Polymer samples were stored in scintillation vials at various storage conditions for four weeks. Storage temperatures were selected based upon relevant laboratory conditions as well as potential conditions experienced during shipping or sample preparation. An additional sample set was stored at room temperature under nitrogen and sealed with parafilm to assess polymer stability in a relatively moisture-free environment. Based upon previous polymer degradation and storage stability studies, Fourier transform infrared (FT-IR) spectroscopy, differential scanning calorimetry (DSC), and gel permeation chromatography (GPC) were utilized to monitor polymer degradation as an function of temperature and time.[1327] In addition, all polymer samples were visually monitored for changes in coloration. When the labile anhydride bonds are hydrolyzed during degradation, free carboxylic acid chain ends are detected via FT-IR spectroscopy as a carbonyl stretch near 1700 cm−1.[6,13,16] Further, anhydride bond cleavage decreases polymer chain length, leading to the formation of oligomers, which is directly monitored using GPC. The glass transition temperature may also be affected, as the polymer degrades into smaller molecules; this transition can be monitored by DSC. [24] Previously reported polyanhydride degradation studies noted decreases in molecular weights when polymers were stored in the refrigerator (4 °C) or near room temperature (21 °C). [14,17,23] The authors proposed that samples be stored at low temperatures and under nitrogen or an inert gas to preserve polymer properties upon storage. [14,17] Thus, the impact of storage under an inert atmosphere was also evaluated.

As polymer 1 is inherently biodegradable, exposure to moisture during storage will impact the polymers’ physicochemical properties. [17] This study evaluates the various storage conditions to optimize storage methods and extend the polymers’ shelf-lives, as needed.

2. Experimental

2.1 Sample Preparations

Poly[1,6-bis(o-carboxyphenoxy)hexanoate] (1) used for all samples was synthesized during one melt-condensation polymerization reaction and completely characterized by previously described methods.[14] The properties of the freshly prepared polymer are as follows: Mw: 16,600, PDI: 2.8, Tg: 44 °C, Td: 285 °C. Prior to storage, polymer 1 was ground using a mortar and pestle to obtain particles that were 100–500 μm in diameter. Particle size was determined using U.S.A Standard Testing Sieves (ATM products). The sieves used were in compliance with ASTM E-11 specifications. [25] Powdered polymer 1 (~220 mg) was then added to 20 mL scintillation vials and sealed with caps only. Samples were stored at −12 °C, 4 °C, 27 °C, 37 °C, and 50 °C. An additional sample set was stored at room temperature (27 °C) under a nitrogen atmosphere and sealed with parafilm. All samples were prepared in triplicate.

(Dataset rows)

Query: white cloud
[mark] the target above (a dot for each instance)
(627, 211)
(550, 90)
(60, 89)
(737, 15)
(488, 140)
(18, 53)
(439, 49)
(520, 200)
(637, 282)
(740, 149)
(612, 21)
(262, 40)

• What you need to do
1. Rescale the coordinates in the entries above by rewriting every line of the entries, with each x and y value multiplied by 2.5 and rounded to the nearest whole number, halves rounding up. Leave all other lines unchanged.
2. Resume the passage on polymer storage stability from where it stops.

• Answer set
1.
Query: white cloud
[mark] the target above (a dot for each instance)
(1568, 528)
(1375, 225)
(150, 223)
(1843, 38)
(1220, 350)
(45, 133)
(1098, 123)
(1300, 500)
(1593, 705)
(1850, 373)
(1530, 53)
(655, 100)

2.
All samples were monitored at weekly time points for changes in physicochemical properties as outlined in the Introduction. Specifically, changes in coloration, glass transition temperature, FT-IR stretch frequencies, and molecular weight were monitored over four weeks. Samples were all brought to room temperature prior to analysis.

2.2 Chemical Composition

Fourier transform infrared (FT-IR) spectra were obtained using a Thermo Nicolet/Avatar 360 FTIR spectrometer. Polymer samples (~ 15–20 mg) were solvent-cast onto NaCl plates using methylene chloride under air. Each spectrum was an average of 32 scans.

2.3 Thermal Analysis

Thermal analysis was performed using differential scanning calorimetry (DSC) to obtain glass transition temperatures (Tg). DSC was performed using a Thermal Advantage differential scanning calorimeter Q200 running on an IBM ThinkCentre computer equipped with Thermal Advantage Universal Analysis software for data collection and processing. To obtain glass transition temperatures, ~ 3–5 mg of sample was used. The sample was heated under nitrogen from −10 °C to 200 °C at a rate of 15 °C/min. A minimum of two heating/cooling cycles was used. The Tg was calculated as half Cp extrapolated.

2.4 Molecular Weight

Gel permeation chromatography (GPC) was used for determining molecular weights of polymers. The Perkin-Elmer LC system was equipped with a Series 200 refractive index detector, a Series 200 pump, ISS 200 autosampler, and a Jordi DVB mixed-bed GPC column (7.8 × 300 mm, Alltech, Deerfield, IL). A Dell OptiPlex GX110 computer with Perkin-Elmer TurboChrom 4 software was used for collection and processing of the data and for the automation of the GPC analyses using a Perkin-Elmer Nelson 900 Series Interface and Perkin-Elmer Nelson 600 Series Link. Molecular weights (Mw) were determined with respect to polystyrene standards (Polymer Source Inc., Dorval, Canada). Samples were prepared by dissolving ~15–20 mg of polymer in 1 mL of methylene chloride. As the solution was added to GPC vials, it was filtered using a 0.45 μm syringe filters. Samples were eluted at a rate of 1 mL/min and the total run time was 30 minutes.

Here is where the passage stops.